*** Cytowany fragment ***

Przeżywamy 2000 r., Rok Jubileuszowy, a w nim Rok Katyński
- Golgoty Wschodu. W tym milenijnym rozważaniu, kiedy wzywamy wszystkie
największe Duchy Naszego Narodu mieści się specjalna data naszego
Narodu - data 60. Rocznicy Zbrodni Katyńskiej - ogrom krzywdy, rok
pamięci planu ludobójstwa i unicestwienia naszego Narodu.
W tym 2000 r., w prawdzie naszej wiary wypowiadanej w
każdym naszym Credo, w tajemnicy Świętych Obcowania, która w specjalny
sposób stara się pomóc nam być w rytmie naszych dziejów.
Od Mieszka, Chrobrego, św. Wojciecha i św. Stanisława
- patronów naszej Ojczyzny, poprzez poczet świętych polskich, aż
po 108 męczenników danych nam przez Ojca Świętego Jana Pawła II w
ostatniej pielgrzymce do Ojczyzny, święci i męczennicy pomagają nam
uzmysłowić sobie, jaka jest cena wolności, aby Ojczyzna nasza była
prawdziwie Polską Świętego Millennium.
W tym roku jubileuszowym uroczystość Wszystkich Świętych
i Dzień Zaduszny mają specjalny wymiar, specjalny kształt, specjalną
wymowę.
Są dwa miejsca, symbole ludobójstwa, unicestwienia naszego
Narodu - to Auschwitz i Katyń. Auschwitz otoczą najgorętszą modlitwą
Polacy i przedstwiciele innych narodów, które germańska złość i opętanie
próbowały unicestwić.
Jako Kapelan Pomordowanych na Wschodzie pragnę wezwać
wszystkich do Katynia, aby tam modlić się za tych, którzy zginęli
w Miednoje i w Charkowie, gdzie już są miejsca oznaczone, gdzie już
są cmentarze i tam gdzie nikogo nie będzie. Podczas modłów i Mszy
św. w Katyniu najgorętszą modlitwą ogarniemy wszystkich, którym na
całej bezkresnej ziemi, bolszewicka nieprawość zabrała życie.

***

### Krótkie ćwiczenie 1
Ustal, czy zdania (a), (b) i (c) zgadzają się z tekstem o Roku Katyńskim. Przy każdym odpowiedz „tak” lub „nie” i przytocz rozstrzygające słowa tekstu: (a) Auschwitz i Katyń zostały nazwane dwoma miejscami będącymi symbolami ludobójstwa; (b) 108 męczenników dano podczas pierwszej pielgrzymki Ojca Świętego do Ojczyzny; (c) rok 2000 przypada na 50. rocznicę Zbrodni Katyńskiej.
### Krótkie ćwiczenie 2
We wpisach przesuń o -97 każdą współrzędną w odpowiedziach. Podaj ponownie wraz z poleceniami wyłącznie wiersze od wiersza z „of the metal” do wiersza z „[[279, 632], [153, 648]]”, oba włącznie.
Tekst o Roku Katyńskim i wpisy nie są ze sobą powiązane.

*** Fragmenty wpisów ***

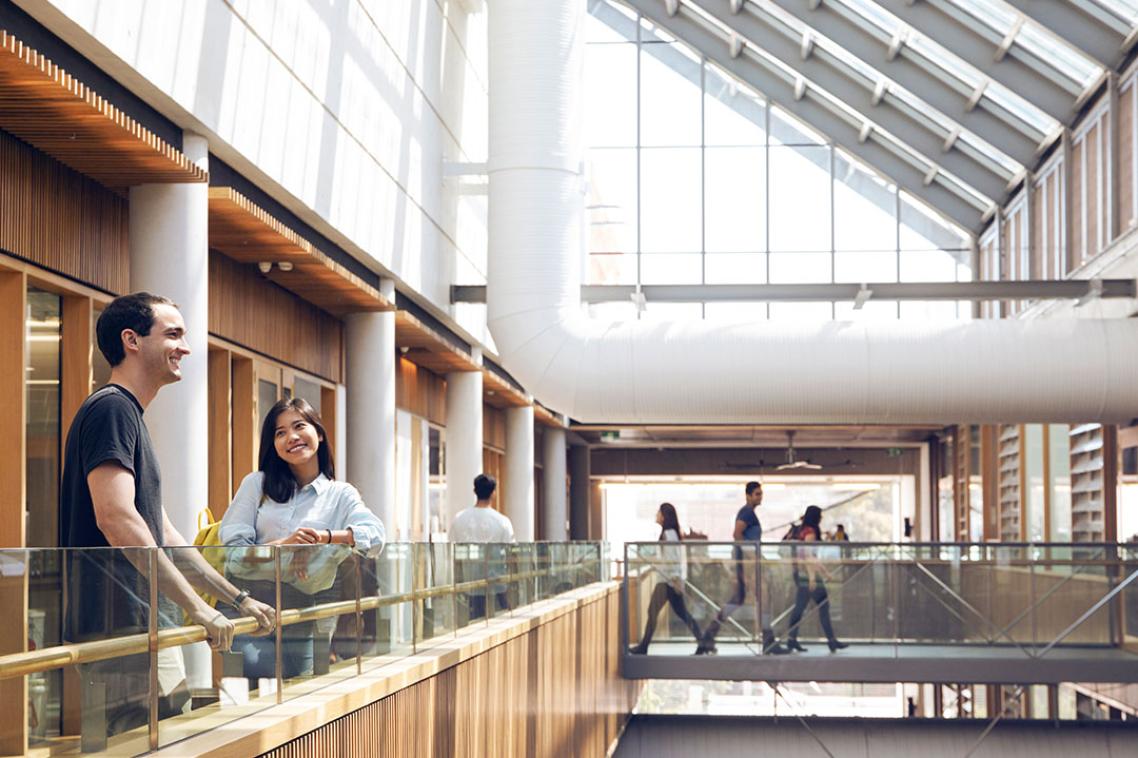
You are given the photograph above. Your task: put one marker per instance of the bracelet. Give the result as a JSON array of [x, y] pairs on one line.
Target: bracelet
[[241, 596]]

***
*** Fragmenty wpisów ***

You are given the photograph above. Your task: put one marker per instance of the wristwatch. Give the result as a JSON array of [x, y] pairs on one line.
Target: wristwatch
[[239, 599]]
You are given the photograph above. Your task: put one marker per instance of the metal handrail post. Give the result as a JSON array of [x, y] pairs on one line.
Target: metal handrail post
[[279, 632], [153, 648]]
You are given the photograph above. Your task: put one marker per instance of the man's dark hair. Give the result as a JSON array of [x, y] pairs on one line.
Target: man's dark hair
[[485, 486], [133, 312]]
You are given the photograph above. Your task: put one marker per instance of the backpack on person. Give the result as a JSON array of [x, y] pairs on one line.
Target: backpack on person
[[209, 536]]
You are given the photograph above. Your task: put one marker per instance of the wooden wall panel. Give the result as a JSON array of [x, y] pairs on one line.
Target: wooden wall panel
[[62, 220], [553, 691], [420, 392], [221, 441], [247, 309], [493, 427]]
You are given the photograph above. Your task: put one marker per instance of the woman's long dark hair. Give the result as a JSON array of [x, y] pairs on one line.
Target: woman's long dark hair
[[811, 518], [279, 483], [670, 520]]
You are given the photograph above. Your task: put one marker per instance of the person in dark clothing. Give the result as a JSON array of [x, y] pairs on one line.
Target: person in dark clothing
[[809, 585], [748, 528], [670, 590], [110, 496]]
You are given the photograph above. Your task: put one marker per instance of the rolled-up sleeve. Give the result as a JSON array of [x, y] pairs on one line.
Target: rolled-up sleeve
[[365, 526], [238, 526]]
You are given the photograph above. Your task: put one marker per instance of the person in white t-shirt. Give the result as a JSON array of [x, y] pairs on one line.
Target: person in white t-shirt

***

### Przykładowe rozwiązanie 1
(a) Tak: „Są dwa miejsca, symbole ludobójstwa, unicestwienia naszego Narodu - to Auschwitz i Katyń.”
(b) Nie: „po 108 męczenników danych nam przez Ojca Świętego Jana Pawła II w ostatniej pielgrzymce do Ojczyzny”.
(c) Nie: „data 60. Rocznicy Zbrodni Katyńskiej”.

### Przykładowe rozwiązanie 2
You are given the photograph above. Your task: put one marker per instance of the metal handrail post. Give the result as a JSON array of [x, y] pairs on one line.
Target: metal handrail post
[[182, 535], [56, 551]]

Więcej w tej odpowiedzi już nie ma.